Thursday 16 August 2007

Who's watching my data?

The following article was one I submitted for the InfoSec show programme in the UK this year. It was not printed, but appeared on several sites immediately afterwards, which was really the start of my interest in reporting on security. It was originally titled "Who's watching my data?", but has also appeared under other titles. This was my original title, so I'm keeping it real...

I can no longer find it online, only cached by Google, which isn't the same thing, so here it is reprinted for posterity, and to massage my own rapidly inflating ego:

Who's watching my data?
In a networked world, are we protecting the right thing?

To be successful, a business must make money. Increasingly this money is not just cash being transferred between organisations. This valuable information takes many forms, a business’s IP, a bank’s customer details, a retailer’s credit card information. In the real world, we can see that cash is cash; we trust it because we can see it and feel it. Other items that we buy with our cash, we only buy when we are satisfied by the quality, look, feel, taste, etc.

We can restrict access to the things we hold valuable to our organization; we can encrypt our data and ensure all access on the network is to the correct users. We can even pass data across the hostile internet in trusted encrypted tunnels, but there is never any guarantee that the data we receive is the same when it was sent. In short, we could be being “sold a lemon”.

For complete integrity we need something which follows the data. This “data-centric” approach is the only way in which we can truly trust a transaction of any kind performed on a network, by its users. Transactions can range from the simple: logging on, accessing a file, to the more complex: trading shares or buying a product from an online trader.

********************

> ACTIONS TO TAKE
1 - In the data security post, which show programme was the article first submitted to?
2 - Retype the part of the data security post that opens with the words containing "Thursday 16 August" and closes with "the right thing?".
3 - Carry on writing the data security post from the point where it stops.
You won't need the records for any of this.

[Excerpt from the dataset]
********************

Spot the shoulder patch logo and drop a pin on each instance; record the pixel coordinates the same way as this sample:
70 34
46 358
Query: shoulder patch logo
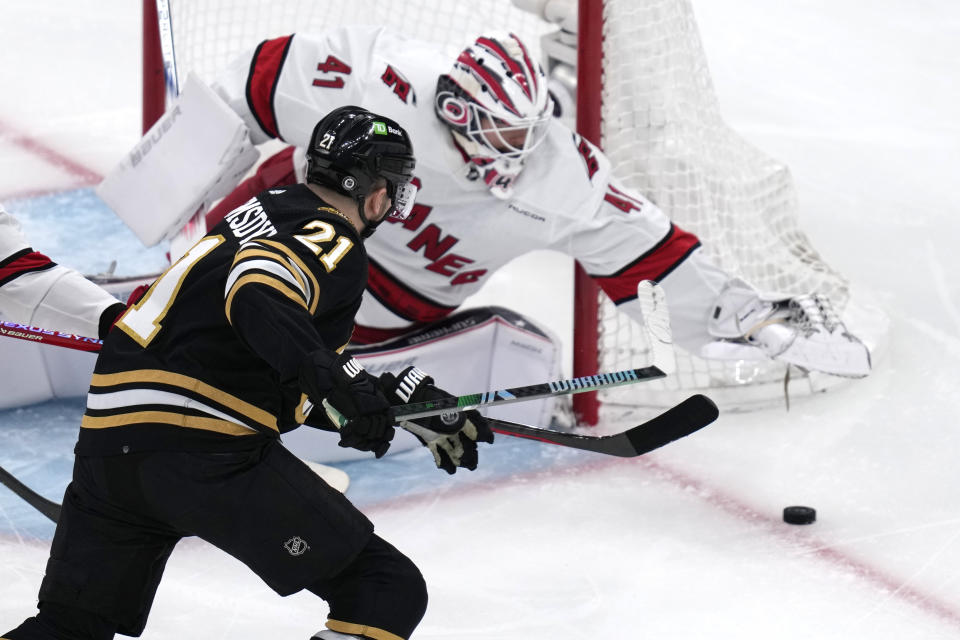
401 86
586 152
296 546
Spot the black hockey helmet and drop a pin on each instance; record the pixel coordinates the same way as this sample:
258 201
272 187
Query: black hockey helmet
352 148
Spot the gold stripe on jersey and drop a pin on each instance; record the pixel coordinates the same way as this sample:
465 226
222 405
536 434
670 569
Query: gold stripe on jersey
166 417
261 278
158 376
303 266
361 630
247 254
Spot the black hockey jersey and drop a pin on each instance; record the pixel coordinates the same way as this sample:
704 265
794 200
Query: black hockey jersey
209 357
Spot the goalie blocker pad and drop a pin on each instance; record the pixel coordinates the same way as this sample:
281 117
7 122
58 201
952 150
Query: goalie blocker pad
481 348
192 156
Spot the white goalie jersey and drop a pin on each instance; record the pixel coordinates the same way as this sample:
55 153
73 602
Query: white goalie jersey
423 268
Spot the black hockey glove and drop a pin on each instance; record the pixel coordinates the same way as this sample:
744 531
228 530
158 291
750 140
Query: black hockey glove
342 387
451 437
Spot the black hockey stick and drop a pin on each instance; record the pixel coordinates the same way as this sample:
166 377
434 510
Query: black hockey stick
46 507
689 416
530 392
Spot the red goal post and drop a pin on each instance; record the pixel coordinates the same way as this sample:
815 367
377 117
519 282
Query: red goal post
645 95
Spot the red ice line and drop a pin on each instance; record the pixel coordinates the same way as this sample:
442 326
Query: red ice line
85 176
730 505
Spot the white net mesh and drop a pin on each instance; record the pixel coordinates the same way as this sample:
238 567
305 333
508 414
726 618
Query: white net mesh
661 128
208 33
663 132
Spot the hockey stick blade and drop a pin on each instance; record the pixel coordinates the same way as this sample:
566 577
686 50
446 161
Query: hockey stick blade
689 416
46 507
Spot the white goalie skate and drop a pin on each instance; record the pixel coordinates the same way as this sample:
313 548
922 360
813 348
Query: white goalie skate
804 331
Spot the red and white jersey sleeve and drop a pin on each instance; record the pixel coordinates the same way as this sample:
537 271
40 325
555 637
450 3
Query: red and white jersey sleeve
285 85
621 239
35 290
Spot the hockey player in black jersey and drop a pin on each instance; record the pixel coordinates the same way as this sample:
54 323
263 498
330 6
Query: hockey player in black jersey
236 343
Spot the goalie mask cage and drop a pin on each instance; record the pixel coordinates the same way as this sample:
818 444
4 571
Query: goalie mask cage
645 96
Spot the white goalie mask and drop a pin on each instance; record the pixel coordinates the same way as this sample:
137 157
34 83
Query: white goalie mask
496 102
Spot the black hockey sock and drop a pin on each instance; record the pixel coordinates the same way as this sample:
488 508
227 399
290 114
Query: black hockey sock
59 622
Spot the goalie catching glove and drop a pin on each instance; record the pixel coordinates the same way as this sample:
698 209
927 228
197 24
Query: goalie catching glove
347 391
451 437
804 331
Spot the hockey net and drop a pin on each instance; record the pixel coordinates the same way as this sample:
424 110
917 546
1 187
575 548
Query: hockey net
657 119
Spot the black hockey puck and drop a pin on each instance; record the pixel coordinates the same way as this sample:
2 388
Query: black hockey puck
799 515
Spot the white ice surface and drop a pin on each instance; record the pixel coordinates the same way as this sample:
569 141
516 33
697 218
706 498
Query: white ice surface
861 100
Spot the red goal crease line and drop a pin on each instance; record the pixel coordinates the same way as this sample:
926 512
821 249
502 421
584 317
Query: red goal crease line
84 176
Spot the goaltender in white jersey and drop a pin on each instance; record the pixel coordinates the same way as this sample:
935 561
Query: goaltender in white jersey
499 176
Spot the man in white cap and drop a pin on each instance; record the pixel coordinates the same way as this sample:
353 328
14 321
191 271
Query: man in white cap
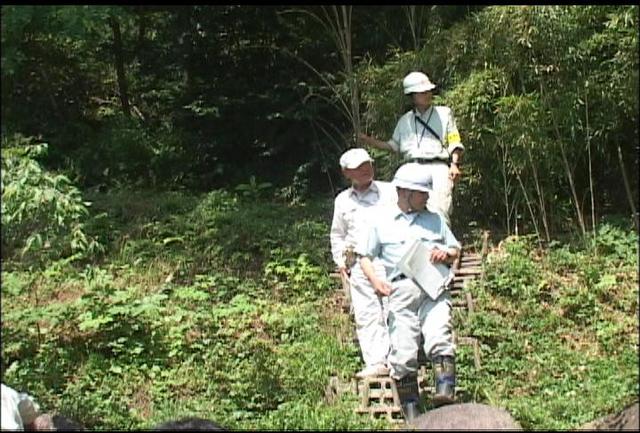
411 311
353 208
427 134
21 412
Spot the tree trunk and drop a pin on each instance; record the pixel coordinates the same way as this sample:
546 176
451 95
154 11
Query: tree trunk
119 64
627 187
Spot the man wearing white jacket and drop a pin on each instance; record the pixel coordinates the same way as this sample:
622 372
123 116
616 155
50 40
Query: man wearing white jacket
412 311
353 208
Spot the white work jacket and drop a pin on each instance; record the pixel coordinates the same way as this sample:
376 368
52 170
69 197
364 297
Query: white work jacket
437 141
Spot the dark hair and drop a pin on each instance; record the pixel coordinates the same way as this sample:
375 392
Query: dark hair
192 423
63 423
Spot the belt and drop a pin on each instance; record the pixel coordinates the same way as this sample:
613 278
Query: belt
426 160
398 278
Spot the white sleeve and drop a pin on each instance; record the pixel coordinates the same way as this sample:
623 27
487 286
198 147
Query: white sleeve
10 418
337 235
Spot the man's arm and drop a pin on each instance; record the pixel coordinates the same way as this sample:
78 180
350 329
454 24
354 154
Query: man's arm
337 236
374 142
380 286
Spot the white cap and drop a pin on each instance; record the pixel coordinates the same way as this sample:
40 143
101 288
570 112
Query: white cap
414 176
353 158
417 82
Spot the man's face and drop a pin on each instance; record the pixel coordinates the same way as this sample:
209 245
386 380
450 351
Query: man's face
417 199
361 175
422 99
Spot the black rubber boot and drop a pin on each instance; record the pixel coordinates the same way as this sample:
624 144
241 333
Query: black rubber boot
409 396
444 377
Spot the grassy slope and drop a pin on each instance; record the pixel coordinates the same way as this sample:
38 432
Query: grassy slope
214 307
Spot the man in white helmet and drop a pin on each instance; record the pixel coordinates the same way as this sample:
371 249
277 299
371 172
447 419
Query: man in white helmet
428 135
21 412
411 311
353 208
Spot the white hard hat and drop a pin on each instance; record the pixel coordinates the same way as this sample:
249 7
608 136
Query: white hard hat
353 158
417 82
413 176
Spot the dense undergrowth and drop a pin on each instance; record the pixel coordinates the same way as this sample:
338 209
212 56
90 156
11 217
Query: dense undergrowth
222 307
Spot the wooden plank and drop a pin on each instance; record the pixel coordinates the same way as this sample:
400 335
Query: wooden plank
468 271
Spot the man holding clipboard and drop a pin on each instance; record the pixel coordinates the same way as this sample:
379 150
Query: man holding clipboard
392 237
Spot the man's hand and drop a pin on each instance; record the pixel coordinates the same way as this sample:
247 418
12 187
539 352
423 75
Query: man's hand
439 256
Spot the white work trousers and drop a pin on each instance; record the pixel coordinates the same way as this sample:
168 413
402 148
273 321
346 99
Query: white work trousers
370 311
440 200
412 312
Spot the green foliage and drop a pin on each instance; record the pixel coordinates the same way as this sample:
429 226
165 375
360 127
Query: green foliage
43 213
218 308
560 333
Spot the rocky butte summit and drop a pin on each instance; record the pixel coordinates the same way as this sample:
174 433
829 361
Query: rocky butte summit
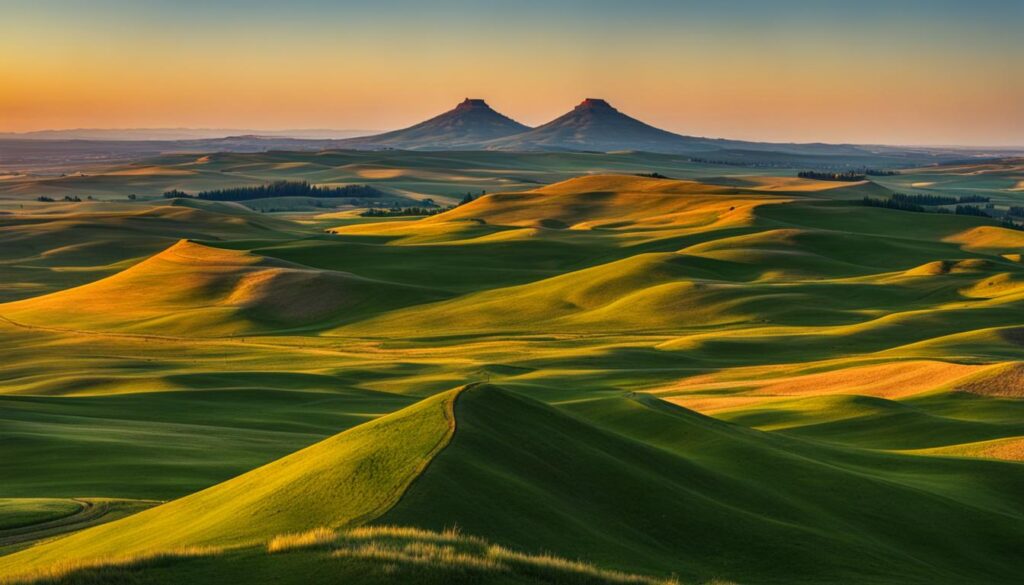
470 123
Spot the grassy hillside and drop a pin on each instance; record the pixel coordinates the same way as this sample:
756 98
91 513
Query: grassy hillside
732 374
221 292
339 483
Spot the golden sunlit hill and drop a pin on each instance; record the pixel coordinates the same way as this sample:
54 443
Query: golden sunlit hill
563 368
190 288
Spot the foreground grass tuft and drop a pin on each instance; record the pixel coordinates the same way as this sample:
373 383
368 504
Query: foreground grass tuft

********************

> THE REPLIES
1 - The InfoSec show programme in the UK.

2 -
Thursday 16 August 2007

Who's watching my data?

The following article was one I submitted for the InfoSec show programme in the UK this year. It was not printed, but appeared on several sites immediately afterwards, which was really the start of my interest in reporting on security. It was originally titled "Who's watching my data?", but has also appeared under other titles. This was my original title, so I'm keeping it real...

I can no longer find it online, only cached by Google, which isn't the same thing, so here it is reprinted for posterity, and to massage my own rapidly inflating ego:

Who's watching my data?
In a networked world, are we protecting the right thing?

3 -
The only technical solution that currently exists is digital signatures. This requires some form of PKI, at the very least a trusted key for each data holder. This gets expensive, and as anyone who has tried to administer a PKI will tell you, it leads to other headaches. What do you do when someone leaves a company? You can revoke certificates, but the revocation is never instant, and fraud only ever happens when there is the opportunity for it to happen. If a digital signature is broken, you cannot trust any of the data it applies to. And you don’t know where the data has been changed.
The C-word

The very mention of the word “Compliance” has many network administrators putting their head in their hands. Regulations such as SOX, J-SOX, HIPAA and PCI DSS, although originating in the United States and Japan, are now being felt in Europe. PCI DSS applies to all retailers processing credit card details, but is easier to enforce in the United States with the backing of California Senate Bill 1386 which in simple terms says that if a breach of data occurs on a network, the breach must be made public knowledge.

As subsidiaries of American and Japanese companies have to comply with SOX and JSOX, plus other industry specific regulations, so do those that do business with them. The truth of the matter is that compliance is there for a reason: to ensure the security of the customers using our businesses.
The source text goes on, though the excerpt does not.